40      En l’espèce, dans un premier temps, il convient de vérifier si c’est à bon droit que la chambre de recours a considéré, dans la décision attaquée, qu’il existait une similitude de degré au moins moyen entre, d’une part, les figurines décoratives ou ornementales relevant des classes 6, 19, 20 et 21 visées par la marque contestée et, d’autre part, les « abat-jour, porte-abat-jour, lampes d’éclairage, lampadaires, lampes électriques, lustres et plafonniers » relevant de la classe 11, les « cadres ; miroirs (glaces) ; panneaux décoratifs ; appliques murales décoratives (non en matières textiles) » relevant de la classe 20, et les « bougeoirs, candélabres (chandeliers), carafes, chandeliers, coupes à fruits, cristaux (verrerie), verre émaillé, enseignes en porcelaine ou en verre, éteignoirs, faïence, flacons, vaporisateurs à parfum, vases », relevant de la classe 21, tous désignés par la marque antérieure.

41      En premier lieu, s’agissant de la prise en compte par la chambre de recours de ce que les produits en cause étaient souvent fabriqués à partir du même matériau, sa pertinence dans l’appréciation de la similitude des produits en cause doit être grandement relativisée, dès lors que cette circonstance est commune à un très grand nombre de produits. Il en va de même de la circonstance que les produits en cause puissent, éventuellement, emprunter les mêmes canaux de distribution.

42      En deuxième lieu, s’agissant de la destination et de l’utilisation de ces produits, la chambre de recours a retenu, aux points 51, 54 à 56, 59 et 61 de la décision attaquée, que ces produits avaient en commun une dimension essentiellement décorative.

43      À ce titre, il convient de relever que, s’agissant des produits visés par la marque contestée, leur destination exclusive est la décoration, ainsi que l’a retenu la chambre de recours aux points 51 et 59 de la décision attaquée.

44      S’agissant des produits désignés par la marque antérieure visés au point 40 ci-dessus, il convient de relever que leur destination première est d’ordre utilitaire. Dans ces conditions, il ne saurait être considéré, contrairement à ce qu’a retenu la chambre de recours au point 62 de la décision attaquée, que les produits en cause sont substituables et concurrents.

45      Néanmoins, c’est à juste titre que la chambre de recours a relevé, aux points 55, 56 et 61 de la décision attaquée, que ces produits étaient susceptibles de développer également une fonction décorative qui pourrait conduire les consommateurs à les assortir les uns aux autres. Il s’ensuit que, même si d’un point de vue utilitaire, il est possible d’utiliser indépendamment ces produits, lorsqu’ils sont utilisés à des fins décoratives, leur utilisation n’est pas nécessairement indépendante [voir, par analogie, arrêt du 20 octobre 2011, COR Sitzmöbel Helmut Lübke/OHMI – El Corte Inglés (COR), T‑214/09, non publié, EU:T:2011:612, point 33].

| Exercice proposé 1 |
Reproduisez fidèlement le passage de l'extrait allant de « 45      Néanmoins, c’est à » jusqu'à « publié, EU:T:2011:612, point 33]. ».
Les enregistrements qui suivent n'ont aucun lien avec l'extrait.

| Données disponibles |
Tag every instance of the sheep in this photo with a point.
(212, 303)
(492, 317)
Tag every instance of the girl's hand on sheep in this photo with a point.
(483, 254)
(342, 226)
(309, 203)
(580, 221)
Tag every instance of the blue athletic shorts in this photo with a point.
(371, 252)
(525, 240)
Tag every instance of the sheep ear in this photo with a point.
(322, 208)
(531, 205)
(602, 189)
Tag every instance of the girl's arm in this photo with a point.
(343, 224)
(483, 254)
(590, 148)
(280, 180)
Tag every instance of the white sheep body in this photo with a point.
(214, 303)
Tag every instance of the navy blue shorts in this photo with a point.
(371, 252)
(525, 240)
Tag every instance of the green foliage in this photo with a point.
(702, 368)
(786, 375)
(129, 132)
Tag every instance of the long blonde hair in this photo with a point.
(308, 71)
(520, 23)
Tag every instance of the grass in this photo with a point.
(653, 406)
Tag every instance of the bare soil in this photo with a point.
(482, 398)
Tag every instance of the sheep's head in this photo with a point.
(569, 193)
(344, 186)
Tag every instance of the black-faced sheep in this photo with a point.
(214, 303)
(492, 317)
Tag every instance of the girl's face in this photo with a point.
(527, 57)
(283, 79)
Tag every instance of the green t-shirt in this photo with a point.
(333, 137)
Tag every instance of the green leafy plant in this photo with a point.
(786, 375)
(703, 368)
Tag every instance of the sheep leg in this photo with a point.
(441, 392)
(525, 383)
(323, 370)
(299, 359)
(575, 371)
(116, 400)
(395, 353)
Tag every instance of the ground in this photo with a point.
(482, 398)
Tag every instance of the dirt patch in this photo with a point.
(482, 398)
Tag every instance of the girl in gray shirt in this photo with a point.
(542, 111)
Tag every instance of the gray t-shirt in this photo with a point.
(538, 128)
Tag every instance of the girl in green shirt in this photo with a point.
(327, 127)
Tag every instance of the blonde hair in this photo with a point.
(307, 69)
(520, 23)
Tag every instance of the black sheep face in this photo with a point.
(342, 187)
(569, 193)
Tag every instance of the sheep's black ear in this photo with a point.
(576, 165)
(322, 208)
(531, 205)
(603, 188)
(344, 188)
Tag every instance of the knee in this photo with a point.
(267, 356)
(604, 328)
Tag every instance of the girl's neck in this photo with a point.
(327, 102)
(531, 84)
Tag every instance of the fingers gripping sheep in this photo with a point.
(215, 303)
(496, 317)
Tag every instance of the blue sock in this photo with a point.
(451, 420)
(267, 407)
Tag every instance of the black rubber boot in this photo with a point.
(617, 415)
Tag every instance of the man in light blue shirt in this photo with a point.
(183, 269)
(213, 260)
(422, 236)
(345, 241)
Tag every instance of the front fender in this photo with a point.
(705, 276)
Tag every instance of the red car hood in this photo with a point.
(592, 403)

| Exercice proposé 2 |
Indiquez combien de lignes des enregistrements contiennent la chaîne « gray », en respectant la casse. Donnez uniquement ce nombre.

| Réponse complète 1 |
45      Néanmoins, c’est à juste titre que la chambre de recours a relevé, aux points 55, 56 et 61 de la décision attaquée, que ces produits étaient susceptibles de développer également une fonction décorative qui pourrait conduire les consommateurs à les assortir les uns aux autres. Il s’ensuit que, même si d’un point de vue utilitaire, il est possible d’utiliser indépendamment ces produits, lorsqu’ils sont utilisés à des fins décoratives, leur utilisation n’est pas nécessairement indépendante [voir, par analogie, arrêt du 20 octobre 2011, COR Sitzmöbel Helmut Lübke/OHMI – El Corte Inglés (COR), T‑214/09, non publié, EU:T:2011:612, point 33].

| Réponse complète 2 |
2